*Problem to work on:* Lay out every row below as a Markdown table with the columns Number and Content, giving each row a running number and its text, skipping blank lines. Leave the pictures out of the table.

*Provided entries:*

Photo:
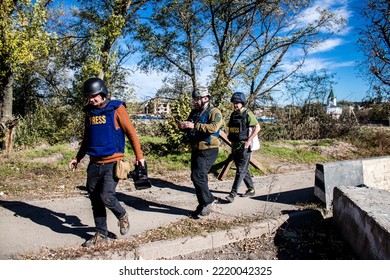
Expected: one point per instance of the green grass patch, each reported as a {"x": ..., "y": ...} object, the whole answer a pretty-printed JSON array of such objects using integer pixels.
[{"x": 292, "y": 154}]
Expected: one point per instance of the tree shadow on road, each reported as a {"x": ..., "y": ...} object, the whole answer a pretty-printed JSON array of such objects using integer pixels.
[
  {"x": 289, "y": 197},
  {"x": 56, "y": 221}
]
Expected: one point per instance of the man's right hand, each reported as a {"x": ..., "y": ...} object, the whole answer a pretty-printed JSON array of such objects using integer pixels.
[{"x": 73, "y": 164}]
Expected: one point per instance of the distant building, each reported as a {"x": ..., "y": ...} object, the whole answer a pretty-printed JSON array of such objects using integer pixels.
[
  {"x": 157, "y": 107},
  {"x": 331, "y": 106}
]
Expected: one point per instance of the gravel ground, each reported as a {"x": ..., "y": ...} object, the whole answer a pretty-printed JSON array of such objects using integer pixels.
[{"x": 313, "y": 240}]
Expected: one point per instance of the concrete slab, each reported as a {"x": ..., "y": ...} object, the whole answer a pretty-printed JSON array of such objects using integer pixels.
[{"x": 363, "y": 217}]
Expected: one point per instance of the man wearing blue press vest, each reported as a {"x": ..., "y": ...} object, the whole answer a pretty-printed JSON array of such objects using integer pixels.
[{"x": 203, "y": 126}]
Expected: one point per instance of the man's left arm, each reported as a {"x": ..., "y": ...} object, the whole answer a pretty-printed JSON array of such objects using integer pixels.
[
  {"x": 255, "y": 129},
  {"x": 215, "y": 123},
  {"x": 124, "y": 122}
]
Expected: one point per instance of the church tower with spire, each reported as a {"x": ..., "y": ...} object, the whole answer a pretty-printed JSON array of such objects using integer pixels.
[{"x": 331, "y": 106}]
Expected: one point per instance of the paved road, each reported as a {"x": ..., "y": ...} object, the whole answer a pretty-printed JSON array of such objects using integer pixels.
[{"x": 28, "y": 226}]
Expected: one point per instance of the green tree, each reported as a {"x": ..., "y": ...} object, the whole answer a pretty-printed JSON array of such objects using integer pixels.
[
  {"x": 101, "y": 31},
  {"x": 23, "y": 40},
  {"x": 171, "y": 39},
  {"x": 374, "y": 42},
  {"x": 253, "y": 40}
]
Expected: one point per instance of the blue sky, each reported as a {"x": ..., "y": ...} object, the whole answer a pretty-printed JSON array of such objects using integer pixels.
[{"x": 338, "y": 55}]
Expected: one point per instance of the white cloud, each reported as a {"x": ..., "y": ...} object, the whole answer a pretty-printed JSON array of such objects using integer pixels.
[
  {"x": 145, "y": 84},
  {"x": 327, "y": 45}
]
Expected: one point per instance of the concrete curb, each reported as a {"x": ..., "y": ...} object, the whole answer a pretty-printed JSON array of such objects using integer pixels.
[{"x": 168, "y": 249}]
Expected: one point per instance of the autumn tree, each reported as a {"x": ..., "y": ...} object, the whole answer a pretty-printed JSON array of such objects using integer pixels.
[
  {"x": 171, "y": 39},
  {"x": 100, "y": 31},
  {"x": 374, "y": 42},
  {"x": 245, "y": 43},
  {"x": 255, "y": 40},
  {"x": 23, "y": 40}
]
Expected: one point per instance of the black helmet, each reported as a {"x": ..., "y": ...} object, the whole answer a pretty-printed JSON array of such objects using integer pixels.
[
  {"x": 238, "y": 97},
  {"x": 94, "y": 86},
  {"x": 200, "y": 92}
]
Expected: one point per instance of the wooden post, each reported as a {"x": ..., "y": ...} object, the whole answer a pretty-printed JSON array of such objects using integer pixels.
[{"x": 229, "y": 160}]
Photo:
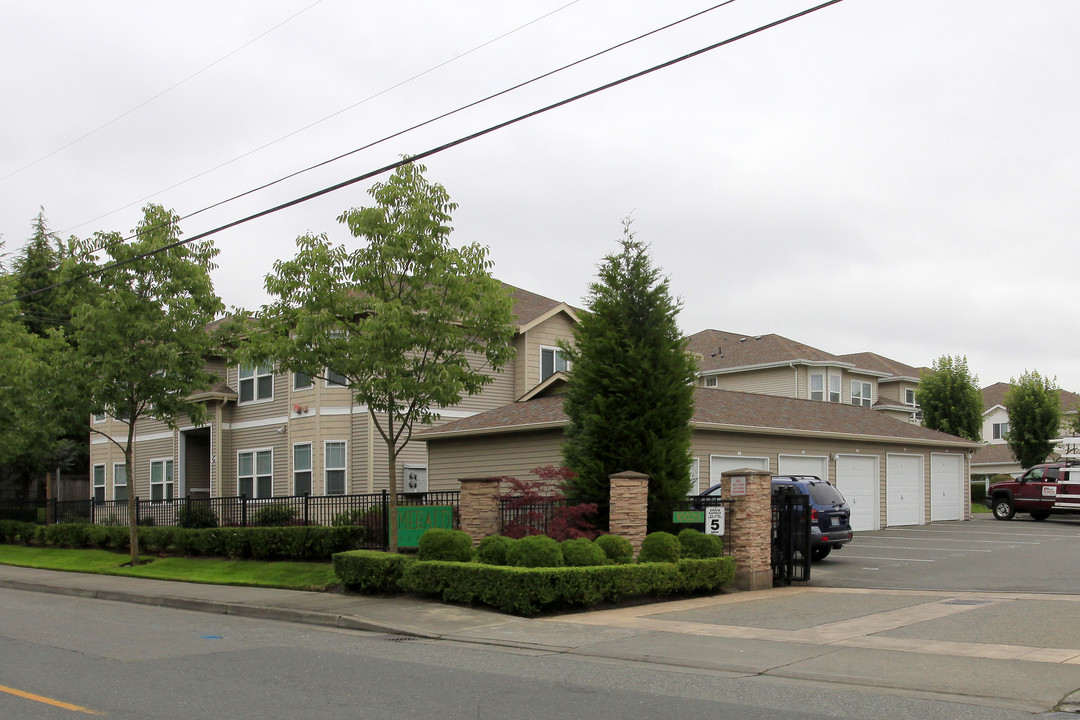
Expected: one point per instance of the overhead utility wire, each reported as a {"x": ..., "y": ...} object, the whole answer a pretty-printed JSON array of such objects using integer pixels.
[
  {"x": 322, "y": 120},
  {"x": 151, "y": 99},
  {"x": 408, "y": 130},
  {"x": 431, "y": 151}
]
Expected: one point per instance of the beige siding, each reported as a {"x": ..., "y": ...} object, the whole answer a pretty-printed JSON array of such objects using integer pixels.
[{"x": 513, "y": 454}]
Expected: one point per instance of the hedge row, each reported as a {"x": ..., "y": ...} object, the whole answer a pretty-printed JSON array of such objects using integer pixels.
[
  {"x": 529, "y": 591},
  {"x": 294, "y": 543}
]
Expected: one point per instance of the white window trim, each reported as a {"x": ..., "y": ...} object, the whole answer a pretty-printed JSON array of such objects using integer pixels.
[
  {"x": 310, "y": 471},
  {"x": 126, "y": 479},
  {"x": 558, "y": 351},
  {"x": 327, "y": 469},
  {"x": 255, "y": 473},
  {"x": 255, "y": 384},
  {"x": 163, "y": 481}
]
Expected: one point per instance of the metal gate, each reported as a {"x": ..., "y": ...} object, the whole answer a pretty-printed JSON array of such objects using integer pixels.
[{"x": 791, "y": 537}]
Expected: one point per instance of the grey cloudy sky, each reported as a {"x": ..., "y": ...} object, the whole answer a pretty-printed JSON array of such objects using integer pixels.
[{"x": 896, "y": 177}]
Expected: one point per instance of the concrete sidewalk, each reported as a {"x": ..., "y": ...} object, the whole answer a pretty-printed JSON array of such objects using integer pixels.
[{"x": 1003, "y": 649}]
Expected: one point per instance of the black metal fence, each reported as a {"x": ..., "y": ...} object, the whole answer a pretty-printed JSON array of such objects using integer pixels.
[{"x": 369, "y": 511}]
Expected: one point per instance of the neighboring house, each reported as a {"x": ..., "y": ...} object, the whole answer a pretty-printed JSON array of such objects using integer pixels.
[
  {"x": 774, "y": 365},
  {"x": 273, "y": 433},
  {"x": 996, "y": 458},
  {"x": 891, "y": 472}
]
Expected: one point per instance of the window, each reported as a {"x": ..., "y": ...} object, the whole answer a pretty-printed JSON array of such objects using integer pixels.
[
  {"x": 98, "y": 484},
  {"x": 256, "y": 383},
  {"x": 301, "y": 470},
  {"x": 552, "y": 361},
  {"x": 335, "y": 469},
  {"x": 255, "y": 473},
  {"x": 861, "y": 393},
  {"x": 119, "y": 481},
  {"x": 161, "y": 479}
]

*Response:*
| Number | Content |
|---|---|
| 1 | Photo: |
| 2 | Expected: one point per instance of the green grass patch, each reported as a {"x": ..., "y": ...} object, the whole answer a pretty-printed JSON array of such objects using integer pixels. |
| 3 | [{"x": 292, "y": 154}] |
| 4 | Expected: one point per instance of the tree shadow on road, each reported as a {"x": ..., "y": ...} object, the whole answer a pretty-printed JSON array of such objects using integer pixels. |
| 5 | [ |
| 6 |   {"x": 289, "y": 197}, |
| 7 |   {"x": 56, "y": 221} |
| 8 | ] |
| 9 | Expected: one point per instance of the man's right hand, each reported as a {"x": ..., "y": ...} object, the whole answer a pretty-printed JSON array of such objects using integer pixels. |
| 10 | [{"x": 73, "y": 164}] |
| 11 | Expected: one point per instance of the distant building, each reported as a {"x": ..., "y": ...} object, the whole answer a pretty-printed JSON array of such objects using integer pixels. |
| 12 | [ |
| 13 |   {"x": 157, "y": 107}, |
| 14 |   {"x": 331, "y": 106} |
| 15 | ] |
| 16 | Expected: one point per instance of the gravel ground, each reported as a {"x": ..., "y": ...} object, the whole answer a pretty-printed JSON array of such objects using integer pixels. |
| 17 | [{"x": 313, "y": 240}] |
| 18 | Expected: one point per instance of the concrete slab, each reported as a {"x": ..., "y": ...} object, the whole answer a pretty-printed JSON array of such objects using integer pixels. |
| 19 | [{"x": 363, "y": 217}] |
| 20 | Expected: one point per instance of the man wearing blue press vest, each reported as a {"x": ..., "y": ...} object, the whole answer a pretty-printed JSON array of such objects using integer pixels. |
| 21 | [{"x": 203, "y": 126}] |
| 22 | Expected: one point per instance of the man's left arm, each reported as a {"x": ..., "y": ...} object, the whole answer a pretty-printed JSON array of such objects using integer pixels. |
| 23 | [ |
| 24 |   {"x": 255, "y": 129}, |
| 25 |   {"x": 215, "y": 123}, |
| 26 |   {"x": 124, "y": 122} |
| 27 | ] |
| 28 | Expected: one point per instance of the church tower with spire, each reported as a {"x": ..., "y": ...} object, the whole answer a pretty-printed JSON array of such objects using integer pixels. |
| 29 | [{"x": 331, "y": 106}] |
| 30 | Expected: one point per instance of the paved road, each reported as a {"x": ..., "y": ...} object, the whole answer a pretty-printed JSON array of such objects using integer pixels. |
| 31 | [{"x": 28, "y": 226}] |
| 32 | Expected: one point per instance of the green tree, each reported as a {"x": ..., "y": ...} object, the whole answer a pretty-printed JSON array of such objects using integer pixels. |
| 33 | [ |
| 34 |   {"x": 101, "y": 31}, |
| 35 |   {"x": 23, "y": 40}, |
| 36 |   {"x": 171, "y": 39}, |
| 37 |   {"x": 374, "y": 42}, |
| 38 |   {"x": 253, "y": 40} |
| 39 | ] |
| 40 | Expected: one point per instance of the blue sky, each reported as a {"x": ..., "y": ...} object, the whole answer a pretty-printed JSON array of such objects using integer pixels. |
| 41 | [{"x": 338, "y": 55}] |
| 42 | Expected: one point per instance of the white cloud, each reported as a {"x": ..., "y": ...} object, the whole answer a pretty-printed JSON array of such objects using integer pixels. |
| 43 | [ |
| 44 |   {"x": 145, "y": 84}, |
| 45 |   {"x": 327, "y": 45} |
| 46 | ] |
| 47 | Expected: one point per instance of the concrete curb, each reported as a {"x": ..., "y": ...} object, the whole answer a pretty-printed JSON array of such objects using integer pixels. |
| 48 | [{"x": 168, "y": 249}] |
| 49 | Expected: one point per instance of the autumn tree, each reported as a {"x": ..., "y": ...} object, the whole answer a pretty-printed JSON array of such objects using integer pixels. |
| 50 | [ |
| 51 |   {"x": 171, "y": 39}, |
| 52 |   {"x": 100, "y": 31}, |
| 53 |   {"x": 374, "y": 42}, |
| 54 |   {"x": 245, "y": 43}, |
| 55 |   {"x": 255, "y": 40}, |
| 56 |   {"x": 23, "y": 40} |
| 57 | ] |
| 58 | Expected: one point per instance of the black helmet, each reported as a {"x": ..., "y": ...} object, the whole answer a pretty-printed JSON array of such objects using integer pixels. |
| 59 | [ |
| 60 |   {"x": 238, "y": 97}, |
| 61 |   {"x": 94, "y": 86}, |
| 62 |   {"x": 200, "y": 92} |
| 63 | ] |
| 64 | Expected: one point per instance of the wooden post, each reported as a {"x": ..., "y": ...} object, the whole answer a pretty-printed JSON array of such objects using integer pixels. |
| 65 | [{"x": 229, "y": 160}] |
| 66 | Photo: |
| 67 | Expected: one point per instance of the overhead utility wire, each reported as a {"x": ..., "y": ...} object, the whole answer a pretty-printed JSON array of such objects using integer pixels. |
| 68 | [ |
| 69 |   {"x": 322, "y": 120}, |
| 70 |   {"x": 151, "y": 99}, |
| 71 |   {"x": 408, "y": 130}, |
| 72 |   {"x": 431, "y": 151} |
| 73 | ] |
| 74 | Expected: one point per instance of the beige siding, each reported as a {"x": ..., "y": ...} object, the whole answer a pretty-printed JSON array of such objects using integer pixels. |
| 75 | [{"x": 513, "y": 454}] |
| 76 | Expected: one point per instance of the hedge row, each reported as a {"x": ..., "y": ...} object, the whole answer a pretty-printed JSON array of such objects using integer pixels. |
| 77 | [ |
| 78 |   {"x": 529, "y": 591}, |
| 79 |   {"x": 294, "y": 543} |
| 80 | ] |
| 81 | Expected: one point per instance of the white window trim, each reported as a {"x": ..., "y": ...} object, the whole answer a pretty-printed JSON array of such objects using integer pixels. |
| 82 | [ |
| 83 |   {"x": 310, "y": 471}, |
| 84 |   {"x": 126, "y": 479}, |
| 85 |   {"x": 558, "y": 351}, |
| 86 |   {"x": 327, "y": 469}, |
| 87 |   {"x": 255, "y": 473}, |
| 88 |   {"x": 255, "y": 384}, |
| 89 |   {"x": 163, "y": 481} |
| 90 | ] |
| 91 | Expected: one point per instance of the metal gate, each reported as a {"x": ..., "y": ...} object, the whole answer a pretty-printed JSON array of such objects using integer pixels. |
| 92 | [{"x": 791, "y": 537}] |
| 93 | Expected: one point per instance of the grey cloudy sky, each reported as a {"x": ..., "y": ...} object, the whole answer a pretty-printed JSON array of such objects using integer pixels. |
| 94 | [{"x": 896, "y": 177}] |
| 95 | Expected: one point per instance of the concrete sidewalk, each reported as a {"x": ..., "y": ...} object, the whole answer a pretty-printed JSON array of such objects using integer pixels. |
| 96 | [{"x": 1003, "y": 649}] |
| 97 | Expected: one point per instance of the black metal fence, each reported as a {"x": ..., "y": ...} object, the whole answer a pretty-printed JSON array of such objects using integer pixels. |
| 98 | [{"x": 369, "y": 511}] |
| 99 | Expected: one point per instance of the neighboring house, each reported as a {"x": ..., "y": ...} object, the whole answer a pretty-printed JSON array of such objects using integer pixels. |
| 100 | [ |
| 101 |   {"x": 774, "y": 365}, |
| 102 |   {"x": 273, "y": 433}, |
| 103 |   {"x": 996, "y": 458}, |
| 104 |   {"x": 891, "y": 472} |
| 105 | ] |
| 106 | Expected: one point per instance of the window, each reported as a {"x": ..., "y": ...} object, the whole answer a pretty-printed JSON array of such objects using integer pixels. |
| 107 | [ |
| 108 |   {"x": 98, "y": 484}, |
| 109 |   {"x": 256, "y": 383}, |
| 110 |   {"x": 301, "y": 470}, |
| 111 |   {"x": 552, "y": 361}, |
| 112 |   {"x": 335, "y": 469}, |
| 113 |   {"x": 255, "y": 473}, |
| 114 |   {"x": 861, "y": 393}, |
| 115 |   {"x": 119, "y": 481}, |
| 116 |   {"x": 161, "y": 479} |
| 117 | ] |